STUDY TEXT
Segment Open

The first question I wanted to ask him was Are you trying to kill yourself? People have been known to use the Toronto subway system to exit their system. It’s never broadcast in the media, of course, but you know that’s what’s happened when they announce a delay due to an “incident” on the tracks. But the way this guy was going about it was a first.
I almost tapped him on the shoulder and asked him. But then I imagined him screaming in my face for not minding my own business. I could actually picture how the scene would play and, having a bit of the clairvoyant in me, I wisely refrained from asking big blond guy if he was trying to kill himself.
The second question I wanted to ask him, a question that I thought was more diplomatic, more “with it”, more cool and less likely to cause him to go postal on me was Are you stoned? I came really close with that one. After all, I love random encounters on public transport. Once, I leaned in and said, “Yes, you do” to a coupla girls who kept asking each other if they smelled like weed but were too stoned to come up with a definitive answer themselves. This time, however, something told me to back off. In the end, he got off a few stops before me and I got back to the e-reader that had sat un-e-read on my lap for the entire twenty five minute ride.
We’ve all heard or used the expression to “inhale your food” and we’ve probably done it too. My big blond friend, however, took it to another level tonight. In the space it took to travel six subway stops, ten minutes give or take, he inhaled a Double Cheeseburger, a Chicken Burger, a Cheeseburger and a Junior Fish Filet watchamacallit. Surprisingly, no fries. And no pop either. Maybe he’s cutting down.
I tried not to judge him, really I did. I ate a whole chicken once. A delicious Portugese-style roasted chicken with special hot sauce. But hey, it was over the course of several hours, the bird was not genetically modified so it was a normal size and, most important, I was well out of public sight within the four walls of my living room. And not too long ago I dispatched a medium pizza and a dozen wings. But hey, it was before a flight and I always make sure to eat good before a flight because I honestly believe it will be my last meal. We all have our reasons.
My fascination with big blond guy was not with the quantity of his dinner (I assume it was dinner but it could have been a snack for all I know) but with his chosen venue, with the fact that he simply could not wait, that he did it right there, the whole performance, in open view of easily a hundred commuters, sucking his fingers and belching and picking his teeth and what have you.

Segment Closed

INFORMATION PROVIDED
Segment Open

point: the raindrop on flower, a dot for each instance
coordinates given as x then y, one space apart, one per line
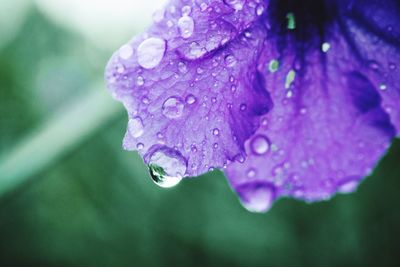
256 196
150 52
135 127
186 26
167 167
173 108
260 144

Segment Closed

Copy word for word the part of the subway passage above from "The second question" up to and including "five minute ride.".

The second question I wanted to ask him, a question that I thought was more diplomatic, more “with it”, more cool and less likely to cause him to go postal on me was Are you stoned? I came really close with that one. After all, I love random encounters on public transport. Once, I leaned in and said, “Yes, you do” to a coupla girls who kept asking each other if they smelled like weed but were too stoned to come up with a definitive answer themselves. This time, however, something told me to back off. In the end, he got off a few stops before me and I got back to the e-reader that had sat un-e-read on my lap for the entire twenty five minute ride.